Exercise prompt ▸ The entries that follow need to be reproduced exactly, minus any images.
[Start of Attachment]
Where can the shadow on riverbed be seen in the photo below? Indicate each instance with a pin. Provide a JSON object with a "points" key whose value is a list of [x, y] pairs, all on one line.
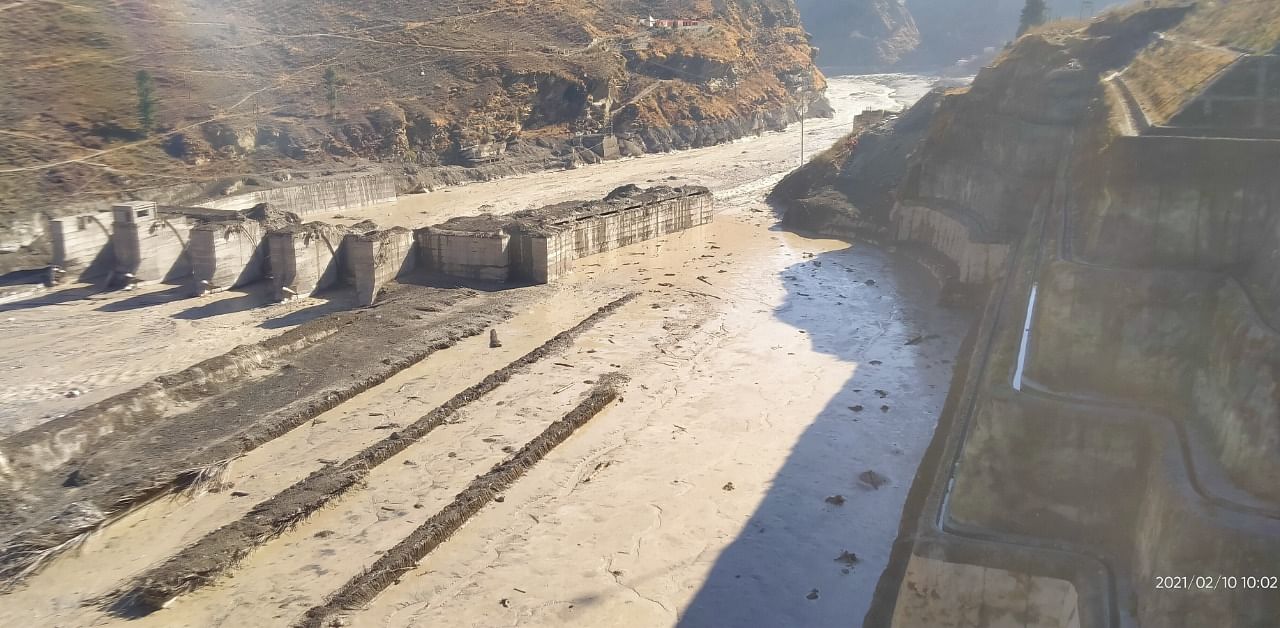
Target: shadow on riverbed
{"points": [[821, 536]]}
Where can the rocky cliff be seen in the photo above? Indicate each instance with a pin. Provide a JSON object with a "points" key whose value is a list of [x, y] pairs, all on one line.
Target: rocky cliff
{"points": [[1118, 417], [251, 92]]}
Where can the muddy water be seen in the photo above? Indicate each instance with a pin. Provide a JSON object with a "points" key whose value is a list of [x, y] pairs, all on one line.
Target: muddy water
{"points": [[769, 372], [703, 498], [68, 349]]}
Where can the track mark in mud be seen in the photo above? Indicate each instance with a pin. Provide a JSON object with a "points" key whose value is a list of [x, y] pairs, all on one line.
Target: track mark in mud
{"points": [[219, 551], [437, 530]]}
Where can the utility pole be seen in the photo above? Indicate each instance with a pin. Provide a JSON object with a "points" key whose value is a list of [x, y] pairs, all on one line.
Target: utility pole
{"points": [[801, 138]]}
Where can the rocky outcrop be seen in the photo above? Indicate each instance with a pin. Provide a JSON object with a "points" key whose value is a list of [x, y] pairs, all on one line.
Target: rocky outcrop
{"points": [[310, 88]]}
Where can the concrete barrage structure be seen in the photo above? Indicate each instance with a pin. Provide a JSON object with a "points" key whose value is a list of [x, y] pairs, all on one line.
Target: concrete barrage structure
{"points": [[147, 244], [376, 257], [228, 253], [82, 244], [304, 259], [540, 244], [316, 197]]}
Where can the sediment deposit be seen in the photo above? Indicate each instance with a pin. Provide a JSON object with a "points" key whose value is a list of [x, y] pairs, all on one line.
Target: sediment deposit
{"points": [[1115, 417]]}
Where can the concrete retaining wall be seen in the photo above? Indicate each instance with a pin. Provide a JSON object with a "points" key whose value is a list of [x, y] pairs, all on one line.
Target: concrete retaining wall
{"points": [[542, 259], [228, 255], [545, 252], [318, 197], [976, 261], [304, 260], [150, 246], [552, 253], [472, 255], [82, 244], [378, 257]]}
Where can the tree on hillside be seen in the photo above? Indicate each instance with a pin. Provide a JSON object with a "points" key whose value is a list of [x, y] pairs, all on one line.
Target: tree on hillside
{"points": [[330, 88], [1034, 13], [146, 101]]}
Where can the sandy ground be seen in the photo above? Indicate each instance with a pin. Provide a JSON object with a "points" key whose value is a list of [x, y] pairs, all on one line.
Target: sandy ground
{"points": [[71, 348], [782, 393]]}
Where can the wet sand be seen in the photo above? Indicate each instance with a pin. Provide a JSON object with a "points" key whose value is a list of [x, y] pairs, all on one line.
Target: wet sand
{"points": [[782, 393], [71, 348]]}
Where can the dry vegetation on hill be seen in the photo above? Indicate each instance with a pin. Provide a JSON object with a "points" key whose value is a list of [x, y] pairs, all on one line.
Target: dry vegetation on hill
{"points": [[241, 85]]}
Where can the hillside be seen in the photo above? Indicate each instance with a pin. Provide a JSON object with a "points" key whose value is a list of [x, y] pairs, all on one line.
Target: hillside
{"points": [[241, 91], [860, 35], [1106, 189]]}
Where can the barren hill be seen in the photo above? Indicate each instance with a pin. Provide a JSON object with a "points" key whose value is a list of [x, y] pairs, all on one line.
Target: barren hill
{"points": [[241, 86]]}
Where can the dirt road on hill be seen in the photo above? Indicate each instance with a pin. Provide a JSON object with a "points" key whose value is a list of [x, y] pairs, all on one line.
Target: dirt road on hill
{"points": [[752, 472]]}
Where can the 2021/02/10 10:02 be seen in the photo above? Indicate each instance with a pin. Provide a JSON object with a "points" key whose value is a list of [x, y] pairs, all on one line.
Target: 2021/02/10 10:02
{"points": [[1214, 582]]}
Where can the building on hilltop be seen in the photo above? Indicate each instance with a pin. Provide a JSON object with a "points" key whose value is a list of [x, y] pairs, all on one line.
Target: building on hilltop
{"points": [[650, 22]]}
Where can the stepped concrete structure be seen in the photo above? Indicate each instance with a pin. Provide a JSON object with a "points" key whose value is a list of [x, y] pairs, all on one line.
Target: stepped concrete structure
{"points": [[1118, 420]]}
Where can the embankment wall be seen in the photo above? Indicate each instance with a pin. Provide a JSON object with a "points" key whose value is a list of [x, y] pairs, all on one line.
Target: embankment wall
{"points": [[316, 197], [977, 256]]}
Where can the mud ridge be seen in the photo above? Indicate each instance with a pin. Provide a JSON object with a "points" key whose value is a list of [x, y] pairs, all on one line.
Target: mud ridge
{"points": [[62, 439], [219, 551], [30, 549], [437, 530]]}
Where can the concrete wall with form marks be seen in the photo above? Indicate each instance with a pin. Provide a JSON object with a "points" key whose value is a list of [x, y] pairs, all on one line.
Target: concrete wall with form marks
{"points": [[480, 255], [539, 246], [229, 253], [378, 257], [552, 253], [149, 244], [318, 197], [82, 244], [976, 261], [304, 260]]}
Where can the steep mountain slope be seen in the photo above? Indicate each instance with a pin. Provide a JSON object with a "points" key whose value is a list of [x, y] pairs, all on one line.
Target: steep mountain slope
{"points": [[860, 35], [1109, 188], [241, 86], [954, 30]]}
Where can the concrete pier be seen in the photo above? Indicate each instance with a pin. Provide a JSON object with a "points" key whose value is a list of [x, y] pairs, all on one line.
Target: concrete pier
{"points": [[304, 259], [82, 246], [466, 251], [376, 257], [228, 255], [150, 246], [540, 244]]}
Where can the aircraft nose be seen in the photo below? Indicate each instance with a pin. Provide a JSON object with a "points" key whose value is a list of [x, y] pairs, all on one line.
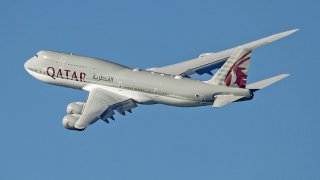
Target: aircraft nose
{"points": [[28, 64]]}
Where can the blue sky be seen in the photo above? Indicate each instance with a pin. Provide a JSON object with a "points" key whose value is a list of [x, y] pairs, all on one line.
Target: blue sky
{"points": [[275, 136]]}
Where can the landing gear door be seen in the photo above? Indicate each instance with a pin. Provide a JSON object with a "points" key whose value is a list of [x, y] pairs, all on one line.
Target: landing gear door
{"points": [[62, 62], [156, 92]]}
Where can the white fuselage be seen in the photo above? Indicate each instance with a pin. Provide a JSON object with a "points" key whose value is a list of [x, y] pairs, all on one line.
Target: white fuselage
{"points": [[145, 87]]}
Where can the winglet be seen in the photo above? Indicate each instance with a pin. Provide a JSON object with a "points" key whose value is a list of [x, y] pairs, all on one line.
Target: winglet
{"points": [[269, 39], [267, 82]]}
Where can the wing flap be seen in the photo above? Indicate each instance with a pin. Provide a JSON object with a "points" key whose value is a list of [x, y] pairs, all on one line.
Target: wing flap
{"points": [[101, 104], [222, 100], [211, 61]]}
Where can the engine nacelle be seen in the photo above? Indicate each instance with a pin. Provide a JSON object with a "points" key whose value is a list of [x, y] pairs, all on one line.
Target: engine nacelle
{"points": [[75, 108], [70, 120]]}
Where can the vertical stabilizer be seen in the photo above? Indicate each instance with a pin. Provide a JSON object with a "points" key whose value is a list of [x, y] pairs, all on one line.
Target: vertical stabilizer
{"points": [[234, 71]]}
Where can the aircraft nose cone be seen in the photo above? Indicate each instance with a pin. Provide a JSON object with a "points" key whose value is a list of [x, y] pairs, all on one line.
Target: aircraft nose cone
{"points": [[26, 65], [29, 63]]}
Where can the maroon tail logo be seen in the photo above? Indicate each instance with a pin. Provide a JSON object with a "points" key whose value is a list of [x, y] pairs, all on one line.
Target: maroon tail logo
{"points": [[238, 73]]}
[End of Attachment]
Solution to this exercise ▸
Where can the shadow on riverbed be seen in the photo below? Indicate each instance with a pin. Provide a JSON object with a "points" key whose value is a list of [x, y] pairs, all on one line.
Target: shadow on riverbed
{"points": [[821, 536]]}
Where can the rocky cliff be seen in the photo above? Indicate each instance with a pin. Provide a JSON object with a "points" key whose value is a list of [x, y] pairs, all on one line.
Target: rocky cliff
{"points": [[1118, 417], [251, 92]]}
Where can the muddy water be seen in the photo above? Indicate each instance with a pin. Provide a JSON object with a "points" key whose value is a list of [x, y] pairs, all on one line.
Target: muddy water
{"points": [[769, 372], [703, 498], [68, 349]]}
Where can the track mark in mud be seen in the photo above? Indicate each instance with a pin. Provide a JSON object with a "points" key whose value is a list of [x, y] pairs, all on one line.
Target: track mark in mud
{"points": [[219, 551], [437, 530]]}
Where can the utility pole be seen in the photo above? Indicate each instance with a pin. Provide a JSON object with a "points" key whose value is a list of [x, y] pairs, all on one line.
Target: utility pole
{"points": [[801, 138]]}
Where can the rocky outcrop be seen in the photo above? Indicate each instance with a pin. Provide a JSON object with a "points" key whose value is a list of [x, y] pairs, all on one line.
Target: rocky outcrop
{"points": [[310, 88]]}
Where can the concrete barrage structure be seen in the photo above? Indicate each instance with a pin. Provide a JSON object with a "points" key whose value is a list of [x, y] pairs, all on one line.
Target: concrete barrage structure
{"points": [[147, 244], [376, 257], [228, 253], [82, 244], [304, 259], [540, 244], [316, 197]]}
Where can the sediment deposit be seen in the photo above? Indicate each instance with a pin. Provide a JSON object with a "points" key whose value is a list of [x, y] pairs, all on one line.
Target: sediment deposit
{"points": [[1115, 417]]}
Where can the concrete retaining wall be seen in the photo above? Indicate each instance with a pin. Provide a JSON object with a "points" key whose value is a list of [x, y] pairs, all on one line.
Target: concrete retaining wall
{"points": [[542, 259], [228, 255], [545, 252], [318, 197], [976, 261], [304, 260], [150, 246], [552, 253], [472, 255], [82, 244], [378, 257]]}
Where can the tree on hillside be seen in the photo above? Indicate each instance with a pin. Provide a JSON object with a "points" key whose value is a list of [x, y] pairs, all on one line.
Target: tree on hillside
{"points": [[330, 88], [1034, 13], [146, 101]]}
Where can the sandy ground be seen in the photo above? Indicate each instance with a pin. Provide a JSON object with a "points" key whose value is a list of [x, y] pairs, all on one line.
Target: sandy ground
{"points": [[71, 348], [782, 393]]}
Where can the wet sand be seen in the photo above? Indicate each instance with a pin. Provide a JSON object with a "points" key whose value is a list of [x, y] pairs, all on one line.
Target: wet sand
{"points": [[782, 393], [71, 348]]}
Where can the dry vegetation on hill be seen in the photo above? Indicate each instance with a pin. Provide a JSON object with a "points" key whose value is a list of [x, y] pairs, all on one line.
Target: dry vegetation on hill
{"points": [[241, 85]]}
Where can the hillside be seen in the photo above? Indicate each instance with a pin. Provide a JSON object with a "points" key whose value is a list of [x, y] pairs, all on one line.
Target: hillside
{"points": [[241, 91], [860, 35], [1106, 189]]}
Where can the barren hill be seen in the photo above? Indicate each instance with a pin. Provide a JSON object with a "points" key whose value is a list of [x, y] pairs, all on one line.
Target: barren hill
{"points": [[241, 86]]}
Where can the dirt road on hill be seen in the photo above? Indicate each instance with a pin. Provide a JSON object with a "points" key whose value is a list of [x, y] pairs, all on one line.
Target: dirt road on hill
{"points": [[752, 472]]}
Where can the 2021/02/10 10:02 be seen in the photo above? Indicate each instance with a pin. Provide a JSON object with a "points" key whose value is a list of [x, y] pairs, all on one line.
Target: 2021/02/10 10:02
{"points": [[1214, 582]]}
Where can the building on hilltop be seen in the photo above? Indicate each instance with a pin. Provide a JSON object with a "points" key whose value is a list of [x, y] pairs, all on one line.
Target: building on hilltop
{"points": [[650, 22]]}
Where can the stepped concrete structure be seen in the photo above? Indicate each instance with a pin. Provide a JSON object with a "points" key whose value is a list of [x, y] pairs, all on one line.
Target: stepped concrete structure
{"points": [[1118, 420]]}
Where can the embankment wall be seen in the photo above? Indicate each instance with a pin. Provide a JSON object with a "points" key whose value is a list of [x, y] pairs, all on one line.
Target: embankment wall
{"points": [[316, 197], [977, 256]]}
Where can the mud ridge be seen in the photo above? Indicate each instance with a pin. Provide a JSON object with a "points" key whose value is a list of [x, y] pairs, all on one line.
Target: mud ridge
{"points": [[62, 439], [219, 551], [30, 549], [437, 530]]}
Where can the concrete wall with form marks be seen in the photo above? Indicate each instance with a pin. Provide a JSON object with a "points" key whose value is a list of [x, y] pairs, all on one line.
Target: concrete wall with form marks
{"points": [[480, 255], [539, 246], [229, 253], [378, 257], [552, 253], [149, 244], [318, 197], [82, 244], [976, 261], [304, 260]]}
Where can the steep mountain slope be seen in the photo above? Indicate each instance with a pin. Provide a JSON object with a "points" key whose value is a list of [x, y] pairs, all on one line.
Target: steep mountain slope
{"points": [[860, 35], [1109, 188], [241, 86], [954, 30]]}
Where can the concrete pier be seen in the photo above? Indicate each instance with a pin. Provide a JSON object with a "points" key whose value is a list of [x, y] pairs, all on one line.
Target: concrete pier
{"points": [[304, 259], [82, 246], [466, 251], [376, 257], [228, 255], [150, 246], [540, 244]]}
Where can the aircraft nose be seen in the photo below? Indicate each instance with a pin. Provide a JSON object with a "points" key whose value is a list of [x, y] pairs, all on one line.
Target: aircraft nose
{"points": [[28, 64]]}
Where can the blue sky be seen in the photo above? Indicate each instance with a pin. Provide a JSON object with a "points" key whose value is a list of [x, y] pairs, all on one line.
Target: blue sky
{"points": [[275, 136]]}
Where can the landing gear door be seen in the photo above? Indicate each instance with a pin. Provide a JSON object with a "points" key whose value is a list of [x, y] pairs, all on one line.
Target: landing gear door
{"points": [[62, 62], [156, 92]]}
Where can the white fuselage be seen in the photo above? Indicate each instance with a pin. Provide a JSON object with a "points" key whose value is a list of [x, y] pairs, all on one line.
Target: white fuselage
{"points": [[145, 87]]}
Where can the winglet be seen in the photo above? Indicate each instance with a pin. Provide a JSON object with a "points" key whose value is a list of [x, y] pairs, all on one line.
Target: winglet
{"points": [[269, 39], [267, 82]]}
Where can the wing flap be seen in the photo above? Indicate each instance with a pin. Provide a JSON object with a "points" key whose value is a list of [x, y] pairs, all on one line.
Target: wing flap
{"points": [[101, 104], [222, 100], [211, 61]]}
Where can the engine nacelle be seen in the photo above? Indicate each instance with a pin. Provide a JSON object with a "points" key whose value is a list of [x, y] pairs, all on one line.
Target: engine nacelle
{"points": [[75, 108], [70, 120]]}
Where can the vertical stabilizer be seen in the photo above? Indicate each instance with a pin. Provide a JSON object with a "points" key whose value is a list of [x, y] pairs, all on one line.
Target: vertical stabilizer
{"points": [[234, 71]]}
Where can the aircraft nose cone be seen in the photo above? Indicate each instance with a pin. Provide a JSON object with a "points" key whose value is a list of [x, y] pairs, all on one line.
Target: aircraft nose cone
{"points": [[26, 65], [29, 63]]}
Where can the maroon tail logo be seen in the photo above? Indicate each instance with a pin. Provide a JSON object with a "points" key whose value is a list of [x, y] pairs, all on one line.
Target: maroon tail logo
{"points": [[238, 73]]}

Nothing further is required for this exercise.